EXERCISE
This exercise calls for the records to be repeated in full, exactly as written.

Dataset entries
Segment Open
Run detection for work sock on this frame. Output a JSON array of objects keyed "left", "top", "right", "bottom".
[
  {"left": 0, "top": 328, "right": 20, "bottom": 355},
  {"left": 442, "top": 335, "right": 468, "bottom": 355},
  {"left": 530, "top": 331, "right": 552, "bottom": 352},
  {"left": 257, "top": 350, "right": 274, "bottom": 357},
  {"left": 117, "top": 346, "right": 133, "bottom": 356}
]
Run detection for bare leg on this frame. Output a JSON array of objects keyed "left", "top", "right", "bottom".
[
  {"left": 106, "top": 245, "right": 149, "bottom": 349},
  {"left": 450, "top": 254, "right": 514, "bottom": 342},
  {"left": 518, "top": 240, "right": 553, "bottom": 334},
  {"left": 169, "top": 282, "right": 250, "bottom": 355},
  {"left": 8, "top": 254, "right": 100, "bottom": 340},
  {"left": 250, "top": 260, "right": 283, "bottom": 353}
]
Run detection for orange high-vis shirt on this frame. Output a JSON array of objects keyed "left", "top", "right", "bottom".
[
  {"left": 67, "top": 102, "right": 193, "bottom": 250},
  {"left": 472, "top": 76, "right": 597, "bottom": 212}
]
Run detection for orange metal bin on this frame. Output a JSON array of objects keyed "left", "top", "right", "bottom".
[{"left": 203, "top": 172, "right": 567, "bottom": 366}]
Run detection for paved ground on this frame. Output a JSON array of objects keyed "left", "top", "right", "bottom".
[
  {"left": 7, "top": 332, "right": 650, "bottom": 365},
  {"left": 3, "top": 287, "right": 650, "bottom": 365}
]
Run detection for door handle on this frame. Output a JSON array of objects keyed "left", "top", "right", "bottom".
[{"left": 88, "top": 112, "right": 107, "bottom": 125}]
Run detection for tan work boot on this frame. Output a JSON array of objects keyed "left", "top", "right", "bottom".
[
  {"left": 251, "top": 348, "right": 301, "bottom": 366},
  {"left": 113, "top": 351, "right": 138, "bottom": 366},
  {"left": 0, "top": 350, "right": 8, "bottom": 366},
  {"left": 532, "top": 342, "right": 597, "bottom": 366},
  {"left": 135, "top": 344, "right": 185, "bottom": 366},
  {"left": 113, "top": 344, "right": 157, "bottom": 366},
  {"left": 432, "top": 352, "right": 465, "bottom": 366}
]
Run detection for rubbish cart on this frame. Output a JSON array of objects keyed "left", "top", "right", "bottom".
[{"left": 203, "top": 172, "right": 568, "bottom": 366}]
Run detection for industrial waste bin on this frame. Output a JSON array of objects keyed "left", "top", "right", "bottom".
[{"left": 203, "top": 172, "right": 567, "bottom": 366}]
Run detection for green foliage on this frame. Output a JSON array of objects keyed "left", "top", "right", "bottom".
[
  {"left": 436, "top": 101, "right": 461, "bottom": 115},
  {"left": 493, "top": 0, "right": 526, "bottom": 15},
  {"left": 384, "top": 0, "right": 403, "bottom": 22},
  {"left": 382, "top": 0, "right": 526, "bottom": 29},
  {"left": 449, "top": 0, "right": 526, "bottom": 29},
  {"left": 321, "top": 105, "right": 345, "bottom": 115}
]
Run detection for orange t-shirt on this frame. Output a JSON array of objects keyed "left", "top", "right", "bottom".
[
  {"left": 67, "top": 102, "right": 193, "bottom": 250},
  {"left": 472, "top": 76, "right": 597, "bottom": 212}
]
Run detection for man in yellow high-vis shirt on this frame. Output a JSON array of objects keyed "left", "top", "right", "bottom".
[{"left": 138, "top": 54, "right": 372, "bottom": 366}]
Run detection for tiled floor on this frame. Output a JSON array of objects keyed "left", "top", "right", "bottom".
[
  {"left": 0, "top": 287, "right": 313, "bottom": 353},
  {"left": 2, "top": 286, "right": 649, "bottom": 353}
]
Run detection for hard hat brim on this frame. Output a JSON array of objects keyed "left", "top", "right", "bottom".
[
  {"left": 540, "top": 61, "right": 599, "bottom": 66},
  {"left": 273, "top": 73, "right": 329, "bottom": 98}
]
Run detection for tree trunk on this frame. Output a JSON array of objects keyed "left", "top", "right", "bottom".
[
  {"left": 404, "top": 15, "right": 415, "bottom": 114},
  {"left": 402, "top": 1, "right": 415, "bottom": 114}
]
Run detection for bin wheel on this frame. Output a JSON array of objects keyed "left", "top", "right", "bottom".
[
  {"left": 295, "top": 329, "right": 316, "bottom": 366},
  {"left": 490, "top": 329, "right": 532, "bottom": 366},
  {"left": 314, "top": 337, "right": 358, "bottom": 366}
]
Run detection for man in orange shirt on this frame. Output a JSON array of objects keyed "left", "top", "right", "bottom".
Segment Closed
REPLY
Run detection for work sock on this frame. Output a JSON array of objects keyed "left", "top", "right", "bottom".
[
  {"left": 0, "top": 328, "right": 20, "bottom": 355},
  {"left": 442, "top": 335, "right": 468, "bottom": 355},
  {"left": 530, "top": 331, "right": 552, "bottom": 352},
  {"left": 257, "top": 350, "right": 274, "bottom": 357},
  {"left": 117, "top": 346, "right": 133, "bottom": 356}
]
Run detection for bare leg on this frame. Output a JSON array of objects keyed "left", "top", "right", "bottom".
[
  {"left": 106, "top": 245, "right": 149, "bottom": 349},
  {"left": 450, "top": 254, "right": 514, "bottom": 342},
  {"left": 518, "top": 240, "right": 553, "bottom": 334},
  {"left": 169, "top": 282, "right": 250, "bottom": 355},
  {"left": 8, "top": 254, "right": 100, "bottom": 340},
  {"left": 250, "top": 260, "right": 283, "bottom": 353}
]
Run detection for orange high-vis shirt on this frame. Output a JSON array of objects keyed "left", "top", "right", "bottom".
[
  {"left": 67, "top": 102, "right": 193, "bottom": 250},
  {"left": 472, "top": 76, "right": 597, "bottom": 212}
]
Run detection for orange metal bin on this frame. Output a JSON array of objects keyed "left", "top", "right", "bottom".
[{"left": 203, "top": 172, "right": 567, "bottom": 366}]
Run detection for paved ground on this frame. Output a JSON array of objects keyed "left", "top", "right", "bottom".
[
  {"left": 7, "top": 332, "right": 650, "bottom": 365},
  {"left": 3, "top": 287, "right": 650, "bottom": 365}
]
Run detection for door handle on this frame. Output a JSON array of objects keyed "left", "top", "right", "bottom".
[{"left": 88, "top": 112, "right": 107, "bottom": 125}]
Run detection for tan work boot on this frame. Output a JSON array of objects keyed "left", "top", "right", "bottom".
[
  {"left": 251, "top": 348, "right": 301, "bottom": 366},
  {"left": 113, "top": 351, "right": 138, "bottom": 366},
  {"left": 0, "top": 350, "right": 8, "bottom": 366},
  {"left": 532, "top": 342, "right": 597, "bottom": 366},
  {"left": 135, "top": 344, "right": 185, "bottom": 366},
  {"left": 113, "top": 344, "right": 157, "bottom": 366},
  {"left": 432, "top": 352, "right": 465, "bottom": 366}
]
Run detection for rubbish cart on this frame. Output a JSON array of objects keyed "left", "top", "right", "bottom".
[{"left": 203, "top": 172, "right": 568, "bottom": 366}]
Run detection for industrial waste bin on this frame. Output a JSON array of objects keyed "left", "top", "right", "bottom".
[{"left": 203, "top": 172, "right": 567, "bottom": 366}]
Run detection for green foliage on this frame. Output a JSON array of objects keyed "left", "top", "right", "bottom".
[
  {"left": 436, "top": 101, "right": 461, "bottom": 115},
  {"left": 493, "top": 0, "right": 526, "bottom": 15},
  {"left": 384, "top": 0, "right": 403, "bottom": 22},
  {"left": 382, "top": 0, "right": 526, "bottom": 29},
  {"left": 449, "top": 0, "right": 526, "bottom": 29},
  {"left": 321, "top": 105, "right": 345, "bottom": 115}
]
Run detection for orange t-shirt on this frame. Output a JSON array of objects keyed "left", "top", "right", "bottom".
[
  {"left": 67, "top": 102, "right": 193, "bottom": 250},
  {"left": 472, "top": 76, "right": 597, "bottom": 212}
]
Run detection for man in yellow high-vis shirt on this frame. Output a JSON array of objects keyed "left", "top", "right", "bottom".
[{"left": 138, "top": 54, "right": 372, "bottom": 366}]
Run detection for tiled floor on this frame. Output a JSON array of objects keyed "left", "top", "right", "bottom".
[
  {"left": 0, "top": 287, "right": 313, "bottom": 353},
  {"left": 2, "top": 286, "right": 649, "bottom": 353}
]
Run detection for hard hat brim on this frame. Output a JSON array of objects keyed "left", "top", "right", "bottom".
[
  {"left": 540, "top": 61, "right": 599, "bottom": 66},
  {"left": 273, "top": 73, "right": 329, "bottom": 98}
]
Run detection for tree trunk on this frame. Output a JSON array of objects keyed "left", "top", "right", "bottom".
[
  {"left": 404, "top": 15, "right": 415, "bottom": 114},
  {"left": 402, "top": 1, "right": 415, "bottom": 114}
]
Run detection for bin wheel on this frame. Output a JSON array of objects keyed "left", "top", "right", "bottom".
[
  {"left": 295, "top": 329, "right": 316, "bottom": 366},
  {"left": 490, "top": 329, "right": 532, "bottom": 366},
  {"left": 314, "top": 337, "right": 358, "bottom": 366}
]
Run detection for man in orange shirt on this frame. Output a JSON array of objects keyed "left", "top", "right", "bottom".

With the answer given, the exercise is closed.